##### Passage provided

It wasn’t an easy transition because I abhorred pop psychology books. Come on,nobody wants to become the person who gets life gyaan from books,right? But here I was. One day,I glanced at my bookshelf and I saw a row of self-help books. I don’t remember the exact moment when I became the self-help reader but I had. I really took the blurbs seriously. I started believing that if I followed the instructions,my life would improve. I dedicated a few years to scout around and read every new book I could so that I could find happiness. The likes of Byron Katie,Rhonda Byrne,Paulo Coelho,Matthieu Ricard and Brené Brown became my roommates. I thought at least one of them would help me decode the happiness code.

They didn’t. Slowly,I began to understand that the books that were supposed to make me happy actually made me realise that I was really unhappy.

They said: “Ask and you shall receive.”

I asked but I still didn’t get the ‘sorry’ I felt I should be getting from all those who hurt me. They said: “You can heal your life.” Really? I can’t heal a stress pimple on my face and I’ve been meditating on it for at least six months. They said: “When you want something,the whole universe conspires to give it to you.” Aha! I’ve been calling the Universe since The Notebook but Ryan Gosling still hasn’t been delivered to my apartment! They said: “You need to be positive all the time to be happy.” Hello,that’s just not possible,have you heard of something called the PMS? Elizabeth Gilbert said,“Smile from your liver.” Umm,not applicable since I’m so unhappy that I drank my liver. The Tibetan Book of Living and Dying said,“I eat when I eat and I sleep when I sleep.” Clearly,the authors haven’t met a journalist chasing a story with deadlines whooshing over the head. I hardly sleep and I can’t remember the time when I did nothing else but only eat.

##########
##### Given information

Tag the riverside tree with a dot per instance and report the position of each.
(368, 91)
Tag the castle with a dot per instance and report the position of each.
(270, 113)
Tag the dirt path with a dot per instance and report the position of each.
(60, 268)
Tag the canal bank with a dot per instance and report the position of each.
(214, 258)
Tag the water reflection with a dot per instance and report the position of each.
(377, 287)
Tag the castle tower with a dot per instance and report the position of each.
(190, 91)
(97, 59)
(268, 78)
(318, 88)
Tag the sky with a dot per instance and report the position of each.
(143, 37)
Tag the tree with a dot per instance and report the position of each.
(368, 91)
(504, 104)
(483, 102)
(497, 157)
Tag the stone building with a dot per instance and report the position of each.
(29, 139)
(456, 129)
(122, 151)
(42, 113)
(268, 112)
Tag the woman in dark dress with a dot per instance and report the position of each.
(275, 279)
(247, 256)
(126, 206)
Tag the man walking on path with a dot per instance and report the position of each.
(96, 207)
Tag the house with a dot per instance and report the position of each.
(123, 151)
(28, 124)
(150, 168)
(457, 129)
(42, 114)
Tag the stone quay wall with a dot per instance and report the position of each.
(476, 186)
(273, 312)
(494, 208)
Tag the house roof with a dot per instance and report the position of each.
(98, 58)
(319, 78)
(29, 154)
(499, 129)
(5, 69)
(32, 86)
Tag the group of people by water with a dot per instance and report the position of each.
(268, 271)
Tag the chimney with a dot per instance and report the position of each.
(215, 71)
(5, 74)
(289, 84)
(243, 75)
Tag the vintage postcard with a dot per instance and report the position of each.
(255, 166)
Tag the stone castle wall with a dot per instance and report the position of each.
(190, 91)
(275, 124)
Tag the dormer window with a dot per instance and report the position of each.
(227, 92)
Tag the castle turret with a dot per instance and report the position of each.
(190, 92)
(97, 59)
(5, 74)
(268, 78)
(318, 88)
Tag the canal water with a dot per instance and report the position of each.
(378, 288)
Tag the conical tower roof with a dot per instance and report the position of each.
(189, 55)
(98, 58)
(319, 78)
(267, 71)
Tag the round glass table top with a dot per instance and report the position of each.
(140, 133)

##########

*To do*:
Pick up the essay on self-help books above from its last sentence, carrying on in the same voice.

*Result for this exercise*:
So,as you can see,the books that were supposed to lead me to Happy Land led me to writing this piece. It’s not that I’m negating self-help books totally,I’ve come to think of them like braces. They are important to strengthen a part of you,to keep it in place. But you outgrow them really fast.

Books can never tell us how to lead our life,only life has that privilege. But there are a few lessons I learnt in my years of life rehab. I’ve learnt that you can’t pre-order love,success or achievement. That we all get hurt. That it’s okay to feel lost. That nobody really knows anything,we are all fooling ourselves all the time. That the most empowering words are “I don’t know”. That the only way you can learn in life is through people,but eventually,people will hurt you and that’s how you grow. That the bestest prayers in the world are “Help Me”,“Save Me” and “Thank You”. That a break-up doesn’t always need to feel like you are breaking. That forgiveness is the best gift you can gift yourself.

As for happiness? The more self-help books I read,the more I came to the conclusion that,maybe,we are not supposed to be happy. Maybe,we are not wired to be happy. If we were,then we wouldn’t be chasing it all the time. I’ve made my peace with that. No book can change it for me. For now. Or maybe Ryan Gosling can. So what the heck? Once more,with feeling: “Hello Universe!”